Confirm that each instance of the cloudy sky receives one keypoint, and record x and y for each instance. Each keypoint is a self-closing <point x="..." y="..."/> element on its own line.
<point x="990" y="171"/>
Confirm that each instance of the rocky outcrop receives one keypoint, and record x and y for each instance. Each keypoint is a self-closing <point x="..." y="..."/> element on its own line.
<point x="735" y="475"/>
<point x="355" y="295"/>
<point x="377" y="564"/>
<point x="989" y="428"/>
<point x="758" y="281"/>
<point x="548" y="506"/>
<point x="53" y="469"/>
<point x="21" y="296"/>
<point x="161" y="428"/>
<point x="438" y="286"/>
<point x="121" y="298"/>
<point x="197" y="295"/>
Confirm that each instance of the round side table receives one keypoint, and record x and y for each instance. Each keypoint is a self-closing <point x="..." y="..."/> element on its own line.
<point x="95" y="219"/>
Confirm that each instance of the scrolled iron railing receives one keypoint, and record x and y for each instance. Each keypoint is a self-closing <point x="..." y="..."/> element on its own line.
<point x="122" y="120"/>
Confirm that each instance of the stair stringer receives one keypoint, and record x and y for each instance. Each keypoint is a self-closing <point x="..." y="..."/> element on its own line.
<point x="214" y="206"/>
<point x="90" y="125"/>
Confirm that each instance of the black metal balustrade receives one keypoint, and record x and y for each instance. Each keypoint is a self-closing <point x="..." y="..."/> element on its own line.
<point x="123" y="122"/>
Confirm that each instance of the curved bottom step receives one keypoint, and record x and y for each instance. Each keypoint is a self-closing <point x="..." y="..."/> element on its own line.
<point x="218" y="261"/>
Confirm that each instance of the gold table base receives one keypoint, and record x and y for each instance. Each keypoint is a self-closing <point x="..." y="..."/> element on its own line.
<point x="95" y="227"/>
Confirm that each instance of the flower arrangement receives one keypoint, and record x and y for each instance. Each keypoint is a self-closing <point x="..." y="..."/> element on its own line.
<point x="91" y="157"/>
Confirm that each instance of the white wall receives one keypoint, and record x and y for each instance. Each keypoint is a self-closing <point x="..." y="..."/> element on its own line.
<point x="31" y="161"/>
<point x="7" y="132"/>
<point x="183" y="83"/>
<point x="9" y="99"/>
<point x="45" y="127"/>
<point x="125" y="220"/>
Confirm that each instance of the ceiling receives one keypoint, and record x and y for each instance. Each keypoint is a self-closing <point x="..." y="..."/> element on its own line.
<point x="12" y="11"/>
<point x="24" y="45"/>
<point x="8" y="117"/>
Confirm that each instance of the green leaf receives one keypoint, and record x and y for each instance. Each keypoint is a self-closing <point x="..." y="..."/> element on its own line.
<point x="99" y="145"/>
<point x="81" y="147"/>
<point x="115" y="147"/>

*-*-*

EXERCISE REQUIREMENTS:
Return all of the listing above exactly, leaving nothing out.

ANSWER SPACE:
Confirm that each instance of the cloudy sky receives one keypoint, and record x and y for each instance. Each keypoint is a self-closing <point x="..." y="..."/> element on its own line.
<point x="990" y="171"/>
Confirm that each instance of the rocky outcrop receives one keypoint, and record x and y for each instance. Each keypoint is a self-closing <point x="..." y="..."/> element on its own line.
<point x="735" y="475"/>
<point x="355" y="295"/>
<point x="377" y="564"/>
<point x="989" y="428"/>
<point x="758" y="281"/>
<point x="548" y="506"/>
<point x="53" y="469"/>
<point x="21" y="296"/>
<point x="161" y="428"/>
<point x="438" y="286"/>
<point x="121" y="298"/>
<point x="197" y="295"/>
Confirm that each instance of the round side table receives one keypoint, and record x and y for each instance. Each keypoint is a self-closing <point x="..." y="..."/> element on its own line.
<point x="95" y="219"/>
Confirm that each instance of the scrolled iron railing receives one keypoint, and record x and y for each instance. Each keypoint is a self-closing <point x="..." y="..."/> element on its own line.
<point x="122" y="120"/>
Confirm that each instance of the stair stringer receives one keypoint, and record x and y for each instance. Each keypoint is a self-closing <point x="..." y="..."/> element on its own line.
<point x="214" y="206"/>
<point x="90" y="125"/>
Confirm that each instance of the black metal balustrade receives one keypoint, and record x and y for each instance. Each keypoint is a self-closing <point x="..." y="..."/> element on its own line.
<point x="123" y="122"/>
Confirm that each instance of the curved bottom step receives one keypoint, and record x and y for each instance. Each keypoint is a self-closing <point x="..." y="..."/> element on its own line.
<point x="218" y="261"/>
Confirm that each instance of the gold table base receives one keypoint, and record x and y for each instance. Each keypoint is a self-closing <point x="..." y="..."/> element on its own line.
<point x="95" y="227"/>
Confirm that each instance of the flower arrangement receives one keypoint, and record x and y for each instance. Each keypoint is a self-closing <point x="..." y="..."/> element on its own line.
<point x="91" y="157"/>
Confirm that each instance of the white wall receives one keypoint, and record x and y for each instance. Each keypoint is a self-closing <point x="..." y="..."/> element on its own line.
<point x="31" y="161"/>
<point x="7" y="132"/>
<point x="183" y="83"/>
<point x="9" y="99"/>
<point x="45" y="127"/>
<point x="125" y="220"/>
Confirm that each instance of the ceiling receives one keypoint, and record x and y for each instance. Each keypoint is a self-closing <point x="..." y="..."/> element on its own line.
<point x="12" y="11"/>
<point x="24" y="45"/>
<point x="8" y="117"/>
Confirm that each instance of the green leaf receives one keypoint, and record x and y for each instance. Each keypoint is a self-closing <point x="..." y="..."/> element on its own line.
<point x="99" y="145"/>
<point x="81" y="147"/>
<point x="115" y="147"/>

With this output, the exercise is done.